[What this task involves]
Output as a numbered list the part of the rows that opens with the line containing "anno_request target=concrete wall" and closes with the line containing "[37,45,612,408]", both lines included and blank lines omitted. Leave the pictures out.

# START OF Material provided

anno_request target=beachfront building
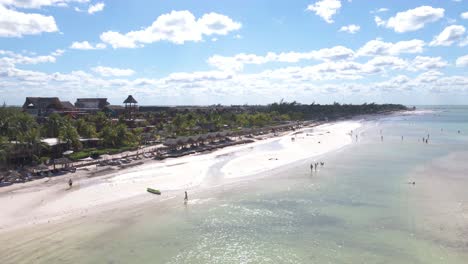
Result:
[102,105,125,118]
[23,97,69,117]
[124,95,138,119]
[75,98,109,113]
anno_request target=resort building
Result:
[23,97,75,117]
[75,98,109,112]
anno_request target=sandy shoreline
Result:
[0,121,362,232]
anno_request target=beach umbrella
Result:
[62,150,73,156]
[33,164,49,172]
[80,157,94,161]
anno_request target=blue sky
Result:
[0,0,468,105]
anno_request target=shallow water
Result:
[0,107,468,263]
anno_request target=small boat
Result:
[146,188,161,195]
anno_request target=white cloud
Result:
[429,25,466,46]
[0,0,89,8]
[455,55,468,67]
[208,46,354,71]
[409,56,448,71]
[458,36,468,47]
[0,5,58,37]
[101,11,242,48]
[375,6,445,33]
[88,2,105,14]
[339,24,361,34]
[92,66,135,77]
[357,39,426,56]
[70,41,106,50]
[307,0,341,23]
[374,16,385,27]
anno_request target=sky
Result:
[0,0,468,105]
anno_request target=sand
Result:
[0,121,362,232]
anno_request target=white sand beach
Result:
[0,121,361,232]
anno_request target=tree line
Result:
[0,101,406,166]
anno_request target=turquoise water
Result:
[0,107,468,263]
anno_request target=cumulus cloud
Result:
[409,56,448,71]
[455,55,468,67]
[429,25,466,46]
[357,39,426,56]
[339,24,361,34]
[0,0,89,8]
[92,66,135,77]
[70,41,106,50]
[375,6,445,33]
[0,49,65,67]
[307,0,341,23]
[88,2,105,14]
[208,46,354,71]
[0,5,58,37]
[100,11,242,48]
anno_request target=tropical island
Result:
[0,95,408,185]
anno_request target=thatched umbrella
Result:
[33,164,49,173]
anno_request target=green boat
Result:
[146,188,161,195]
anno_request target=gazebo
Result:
[124,95,138,119]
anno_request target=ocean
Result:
[0,106,468,264]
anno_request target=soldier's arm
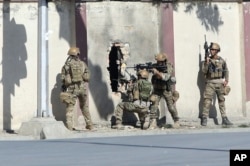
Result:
[82,62,90,82]
[201,61,209,74]
[223,61,229,86]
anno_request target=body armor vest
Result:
[206,58,225,79]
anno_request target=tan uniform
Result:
[112,80,151,129]
[202,56,229,117]
[149,62,179,122]
[61,56,93,130]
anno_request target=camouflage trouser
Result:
[115,100,149,124]
[202,83,226,117]
[149,90,179,122]
[63,84,92,129]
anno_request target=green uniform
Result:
[114,79,152,128]
[202,56,229,118]
[149,62,179,122]
[61,56,92,130]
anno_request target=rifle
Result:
[127,62,167,72]
[204,35,209,61]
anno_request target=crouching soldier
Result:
[60,47,94,130]
[112,70,152,129]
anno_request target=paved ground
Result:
[0,118,250,141]
[0,129,250,166]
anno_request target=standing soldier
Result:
[149,53,180,129]
[112,70,152,129]
[60,47,93,130]
[201,43,232,126]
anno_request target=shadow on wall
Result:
[88,61,114,120]
[1,7,27,132]
[197,45,218,124]
[50,73,66,123]
[173,1,224,33]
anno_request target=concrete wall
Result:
[174,3,245,120]
[0,1,250,130]
[0,2,38,129]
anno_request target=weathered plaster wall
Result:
[0,2,38,129]
[174,3,245,118]
[86,2,159,123]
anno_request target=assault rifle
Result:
[127,62,167,72]
[204,35,209,61]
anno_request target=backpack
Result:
[63,59,84,85]
[138,79,152,101]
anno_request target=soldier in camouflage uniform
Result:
[60,47,93,130]
[112,70,152,129]
[149,53,180,129]
[201,43,232,126]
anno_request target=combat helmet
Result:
[155,53,167,61]
[210,43,220,52]
[68,47,80,56]
[137,70,149,79]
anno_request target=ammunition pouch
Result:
[172,90,180,103]
[60,92,74,104]
[64,74,72,86]
[82,72,90,82]
[166,76,176,91]
[224,86,231,96]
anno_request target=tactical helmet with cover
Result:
[137,70,149,79]
[155,53,167,61]
[210,43,220,52]
[68,47,80,56]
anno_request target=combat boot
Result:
[149,119,158,129]
[142,117,150,130]
[85,125,94,130]
[201,117,207,126]
[173,121,180,129]
[222,117,233,126]
[111,119,124,130]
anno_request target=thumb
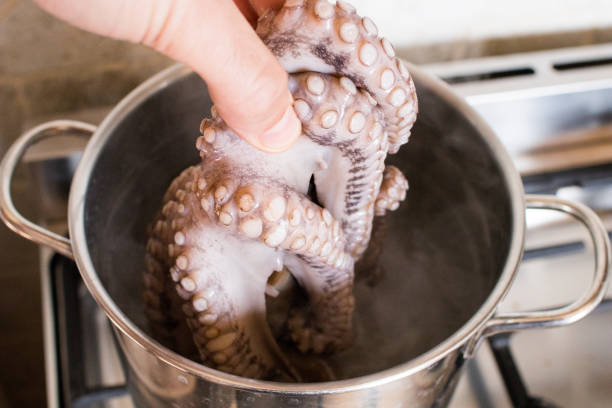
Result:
[36,0,301,152]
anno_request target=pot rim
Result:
[68,64,525,395]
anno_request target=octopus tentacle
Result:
[257,0,418,153]
[289,73,388,258]
[145,0,416,379]
[375,166,408,217]
[149,157,353,378]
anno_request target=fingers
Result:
[234,0,257,27]
[250,0,285,16]
[36,0,301,152]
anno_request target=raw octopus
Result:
[144,0,417,380]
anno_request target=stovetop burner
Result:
[41,46,612,408]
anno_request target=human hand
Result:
[35,0,301,152]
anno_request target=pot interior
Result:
[85,70,520,378]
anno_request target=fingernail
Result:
[259,106,302,152]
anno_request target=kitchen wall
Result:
[0,0,612,152]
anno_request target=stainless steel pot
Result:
[0,66,610,408]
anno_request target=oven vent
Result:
[553,57,612,71]
[442,67,535,85]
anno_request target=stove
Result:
[37,45,612,408]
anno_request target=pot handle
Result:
[0,120,96,259]
[479,195,610,344]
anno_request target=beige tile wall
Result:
[0,0,172,152]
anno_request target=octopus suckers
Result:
[204,327,219,339]
[291,235,306,250]
[308,237,321,254]
[219,211,234,225]
[176,255,189,270]
[380,38,395,58]
[264,224,287,247]
[321,208,333,226]
[339,22,359,43]
[264,196,287,221]
[198,313,218,326]
[389,86,406,107]
[293,99,311,120]
[238,193,255,212]
[202,127,216,143]
[368,122,383,140]
[289,208,302,227]
[215,185,227,202]
[191,297,208,312]
[380,68,395,91]
[306,74,325,96]
[395,59,410,80]
[314,0,334,19]
[174,231,185,245]
[200,197,210,212]
[306,207,314,220]
[206,332,237,352]
[284,0,304,7]
[321,110,338,129]
[336,0,355,13]
[240,217,263,238]
[321,241,332,256]
[349,112,366,133]
[361,17,378,36]
[181,277,197,292]
[359,42,378,67]
[340,77,357,95]
[213,353,227,364]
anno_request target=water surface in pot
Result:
[85,74,512,378]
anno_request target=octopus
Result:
[144,0,417,381]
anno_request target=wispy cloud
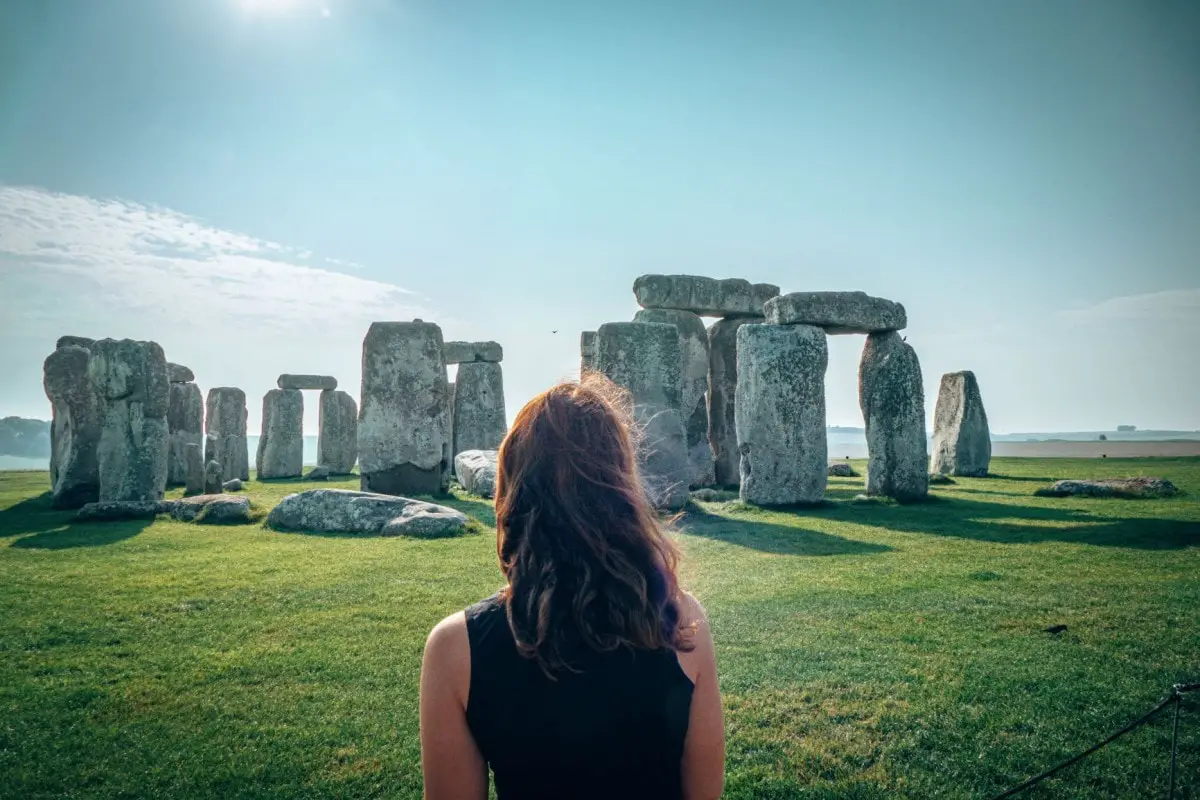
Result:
[1060,289,1200,323]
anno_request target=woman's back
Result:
[466,597,692,800]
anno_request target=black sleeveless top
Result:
[467,596,692,800]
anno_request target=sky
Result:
[0,0,1200,433]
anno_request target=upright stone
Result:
[734,325,829,505]
[634,308,714,488]
[858,331,929,500]
[184,444,204,495]
[595,323,691,510]
[167,383,204,486]
[317,390,359,475]
[204,386,250,481]
[708,317,762,486]
[451,361,508,456]
[42,345,103,509]
[359,319,451,494]
[88,339,170,503]
[931,371,991,477]
[254,389,304,480]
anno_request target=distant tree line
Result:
[0,416,50,458]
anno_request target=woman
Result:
[421,375,725,800]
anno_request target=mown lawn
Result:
[0,458,1200,798]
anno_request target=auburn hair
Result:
[496,373,695,676]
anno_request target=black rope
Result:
[992,684,1200,800]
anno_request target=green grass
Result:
[0,458,1200,798]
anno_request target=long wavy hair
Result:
[496,373,695,676]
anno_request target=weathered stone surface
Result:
[88,339,170,503]
[204,461,224,494]
[451,361,509,455]
[184,444,204,494]
[275,373,337,391]
[42,345,103,509]
[167,383,204,486]
[930,371,991,477]
[359,320,452,494]
[170,494,250,525]
[454,450,499,498]
[708,317,762,486]
[254,389,304,480]
[442,342,504,365]
[634,308,714,488]
[764,291,908,333]
[634,275,779,317]
[76,500,169,522]
[1034,476,1180,500]
[317,391,359,475]
[266,489,467,536]
[595,323,691,510]
[736,325,829,505]
[204,386,250,481]
[54,336,96,350]
[858,331,929,500]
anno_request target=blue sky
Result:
[0,0,1200,432]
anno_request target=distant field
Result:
[0,453,1200,799]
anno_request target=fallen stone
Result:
[442,342,504,365]
[167,383,204,486]
[930,371,991,477]
[1034,477,1180,499]
[170,494,250,525]
[266,489,467,536]
[634,275,779,317]
[254,389,304,481]
[359,320,454,494]
[634,308,714,488]
[204,386,250,481]
[42,336,103,509]
[88,339,170,503]
[275,373,337,391]
[736,325,829,506]
[763,291,908,333]
[858,331,929,501]
[595,323,691,511]
[451,361,509,455]
[317,390,359,475]
[454,450,499,498]
[708,317,762,486]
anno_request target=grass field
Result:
[0,458,1200,799]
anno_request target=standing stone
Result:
[42,337,103,509]
[708,317,762,486]
[204,386,250,482]
[317,390,359,475]
[858,331,929,500]
[451,361,508,455]
[595,323,691,510]
[734,325,829,505]
[88,339,170,503]
[184,444,204,495]
[167,383,204,486]
[634,308,714,488]
[254,389,304,480]
[931,371,991,477]
[359,319,451,494]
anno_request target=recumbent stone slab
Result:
[634,275,779,317]
[736,325,829,505]
[764,291,908,333]
[858,331,929,500]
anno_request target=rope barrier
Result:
[991,682,1200,800]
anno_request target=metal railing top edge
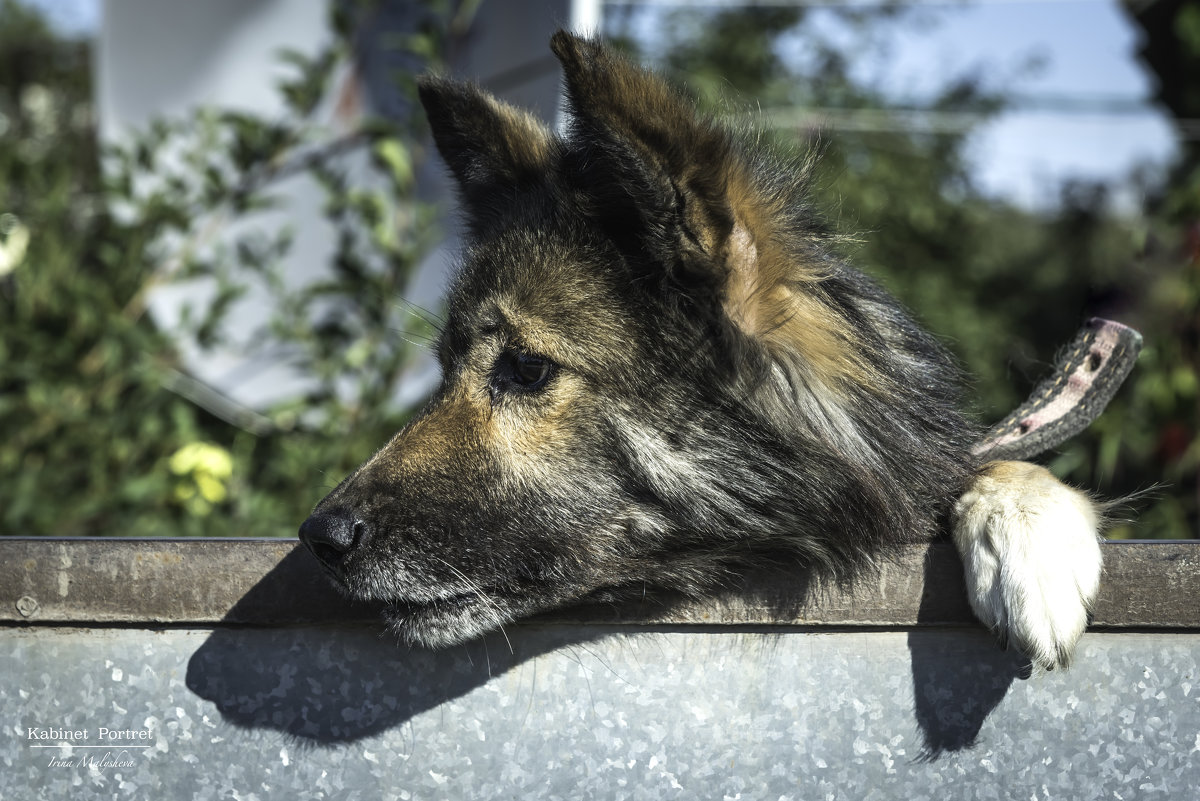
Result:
[0,537,1200,631]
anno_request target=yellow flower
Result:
[169,442,233,517]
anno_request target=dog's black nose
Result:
[300,510,366,568]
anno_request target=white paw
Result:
[954,462,1102,669]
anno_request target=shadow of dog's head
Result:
[300,32,965,645]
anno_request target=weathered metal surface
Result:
[0,540,1200,801]
[0,537,1200,628]
[0,625,1200,801]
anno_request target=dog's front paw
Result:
[954,462,1102,669]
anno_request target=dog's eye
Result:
[496,350,554,390]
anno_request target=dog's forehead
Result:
[446,219,630,366]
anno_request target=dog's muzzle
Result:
[300,510,367,576]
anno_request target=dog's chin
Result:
[383,594,520,648]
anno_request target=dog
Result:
[300,32,1104,669]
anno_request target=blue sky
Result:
[868,0,1175,206]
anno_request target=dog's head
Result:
[300,32,964,645]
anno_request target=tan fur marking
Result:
[725,165,882,391]
[485,96,550,171]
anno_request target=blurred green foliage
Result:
[610,0,1200,538]
[0,0,1200,537]
[0,0,451,536]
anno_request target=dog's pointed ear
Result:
[551,31,782,335]
[418,76,553,207]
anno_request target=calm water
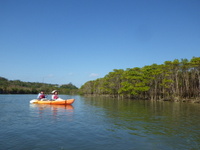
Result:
[0,95,200,150]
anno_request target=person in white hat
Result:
[51,90,59,100]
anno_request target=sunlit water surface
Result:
[0,95,200,150]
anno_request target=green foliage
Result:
[80,57,200,99]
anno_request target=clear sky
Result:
[0,0,200,87]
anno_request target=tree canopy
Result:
[80,57,200,100]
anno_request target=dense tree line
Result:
[80,57,200,100]
[0,77,78,94]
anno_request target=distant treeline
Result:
[80,57,200,100]
[0,77,78,94]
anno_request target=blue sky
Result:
[0,0,200,87]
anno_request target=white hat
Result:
[51,90,57,93]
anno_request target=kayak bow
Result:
[30,99,75,105]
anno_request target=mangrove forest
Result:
[80,57,200,101]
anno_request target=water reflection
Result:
[30,104,74,121]
[82,97,200,149]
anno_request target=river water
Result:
[0,95,200,150]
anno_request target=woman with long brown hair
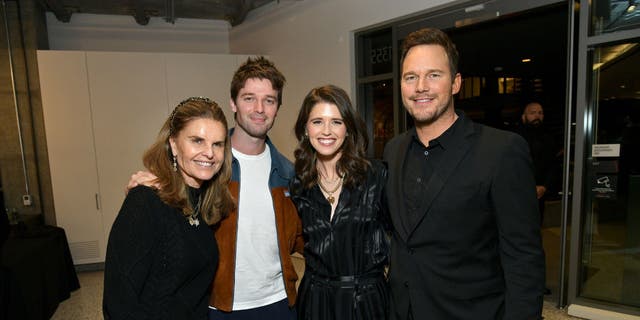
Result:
[290,85,389,320]
[103,97,234,319]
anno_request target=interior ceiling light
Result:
[593,43,638,70]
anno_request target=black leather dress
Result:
[290,160,389,320]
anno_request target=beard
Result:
[525,119,542,128]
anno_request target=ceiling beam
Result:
[39,0,73,22]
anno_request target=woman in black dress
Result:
[290,85,389,320]
[103,97,234,319]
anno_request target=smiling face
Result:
[522,102,544,127]
[400,44,461,125]
[306,102,347,160]
[169,118,227,188]
[231,78,278,139]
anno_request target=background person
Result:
[103,98,233,319]
[515,102,557,221]
[291,85,389,320]
[384,28,545,320]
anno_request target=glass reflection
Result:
[590,0,640,36]
[580,42,640,307]
[364,80,395,158]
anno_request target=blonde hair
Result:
[142,97,235,225]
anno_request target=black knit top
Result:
[103,186,218,320]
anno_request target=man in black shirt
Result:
[515,102,555,223]
[384,29,545,320]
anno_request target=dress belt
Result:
[305,271,384,287]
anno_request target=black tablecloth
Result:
[0,226,80,320]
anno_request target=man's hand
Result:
[536,184,547,199]
[124,171,160,194]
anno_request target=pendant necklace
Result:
[318,177,342,205]
[187,197,200,227]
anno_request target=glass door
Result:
[578,40,640,308]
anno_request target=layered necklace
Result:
[187,198,200,227]
[187,187,202,227]
[318,174,342,205]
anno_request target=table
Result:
[0,225,80,320]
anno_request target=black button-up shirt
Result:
[402,119,462,228]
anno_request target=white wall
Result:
[47,0,464,158]
[47,12,231,53]
[229,0,453,158]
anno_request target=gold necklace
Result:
[318,177,342,205]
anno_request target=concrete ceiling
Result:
[39,0,280,26]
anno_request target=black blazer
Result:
[384,113,545,320]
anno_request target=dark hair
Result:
[294,85,370,188]
[142,97,235,225]
[400,28,460,79]
[231,57,286,108]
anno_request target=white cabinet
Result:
[38,51,247,264]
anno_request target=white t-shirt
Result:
[232,145,287,310]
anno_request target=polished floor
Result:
[51,254,578,320]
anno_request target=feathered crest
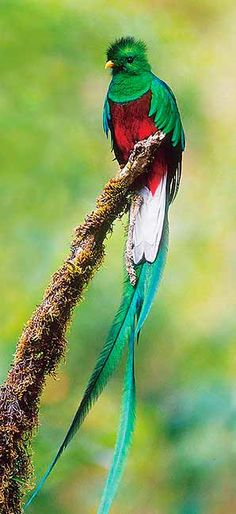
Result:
[107,36,147,61]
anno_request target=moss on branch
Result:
[0,132,164,514]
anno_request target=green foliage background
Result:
[0,0,236,514]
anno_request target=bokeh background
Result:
[0,0,236,514]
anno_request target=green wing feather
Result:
[98,326,136,514]
[149,75,185,150]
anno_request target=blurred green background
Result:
[0,0,236,514]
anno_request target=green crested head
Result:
[105,37,151,76]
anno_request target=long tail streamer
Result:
[25,209,169,508]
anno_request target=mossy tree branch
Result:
[0,131,164,514]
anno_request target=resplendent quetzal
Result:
[26,37,184,514]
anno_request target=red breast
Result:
[109,91,167,194]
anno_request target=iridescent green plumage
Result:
[26,37,184,514]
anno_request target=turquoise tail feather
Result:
[98,320,136,514]
[25,208,168,509]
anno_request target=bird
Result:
[25,36,185,514]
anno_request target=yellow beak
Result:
[105,61,115,70]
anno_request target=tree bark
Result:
[0,131,164,514]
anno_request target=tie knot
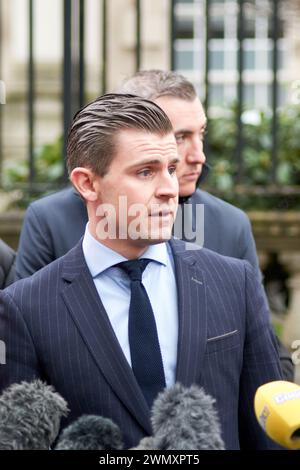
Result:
[116,258,151,281]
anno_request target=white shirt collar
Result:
[82,223,168,278]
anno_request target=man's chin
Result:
[129,227,172,245]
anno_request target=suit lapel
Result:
[170,239,207,387]
[62,241,151,433]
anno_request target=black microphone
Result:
[0,380,69,450]
[55,415,123,450]
[134,383,225,450]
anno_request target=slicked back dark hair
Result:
[67,93,173,176]
[117,69,197,101]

# END OF Material provided

[Reply to the exercise]
1. anno_request target=concrete wall
2. Result:
3. [174,3,245,120]
4. [0,1,250,130]
5. [0,2,38,129]
6. anno_request target=weathered plaster wall
7. Result:
8. [0,2,38,129]
9. [174,3,245,118]
10. [86,2,159,123]
11. anno_request target=assault rifle
12. Result:
13. [127,62,167,72]
14. [204,35,209,61]
15. anno_request target=backpack
16. Result:
17. [63,59,84,85]
18. [138,79,152,101]
19. anno_request target=soldier in camouflage uniform
20. Result:
21. [60,47,93,130]
22. [112,70,152,129]
23. [149,53,180,129]
24. [201,43,232,126]
25. anno_request target=combat helmet
26. Result:
27. [155,53,167,61]
28. [210,43,220,52]
29. [68,47,80,56]
30. [137,70,149,79]
31. anno_request target=ammunition pouch
32. Result:
33. [172,90,180,103]
34. [60,92,74,104]
35. [64,74,72,86]
36. [82,72,90,82]
37. [166,76,176,91]
38. [224,86,231,96]
39. anno_request target=tactical helmet with cover
40. Result:
41. [137,70,149,79]
42. [155,53,167,61]
43. [210,43,220,52]
44. [68,47,80,56]
45. anno_request target=combat boot
46. Result:
47. [149,119,158,129]
48. [142,117,150,130]
49. [85,125,94,130]
50. [201,117,207,126]
51. [173,121,180,129]
52. [222,117,233,126]
53. [111,119,124,130]
54. anno_request target=thumb
55. Result:
56. [36,0,301,152]
57. anno_request target=pot rim
58. Result:
59. [68,64,525,395]
60. anno_request target=octopus tentacle
61. Result:
62. [257,0,418,153]
63. [289,73,388,258]
64. [145,0,416,379]
65. [375,166,408,217]
66. [149,157,353,378]
67. anno_request target=fingers
68. Result:
69. [234,0,257,27]
70. [250,0,285,16]
71. [36,0,301,152]
72. anno_request target=raw octopus
73. Result:
74. [144,0,417,380]
75. anno_request target=stovetop burner
76. Result:
77. [41,46,612,408]
78. anno_request target=human hand
79. Result:
80. [35,0,301,152]
81. anno_request target=pot interior
82. Result:
83. [85,70,520,378]
84. anno_request target=fingernail
85. Result:
86. [259,106,302,152]
87. anno_request target=kitchen wall
88. Result:
89. [0,0,612,152]
90. anno_request target=stainless steel pot
91. Result:
92. [0,66,610,408]
93. anno_request target=oven vent
94. Result:
95. [553,57,612,71]
96. [442,67,535,85]
97. anno_request target=stove
98. Result:
99. [37,45,612,408]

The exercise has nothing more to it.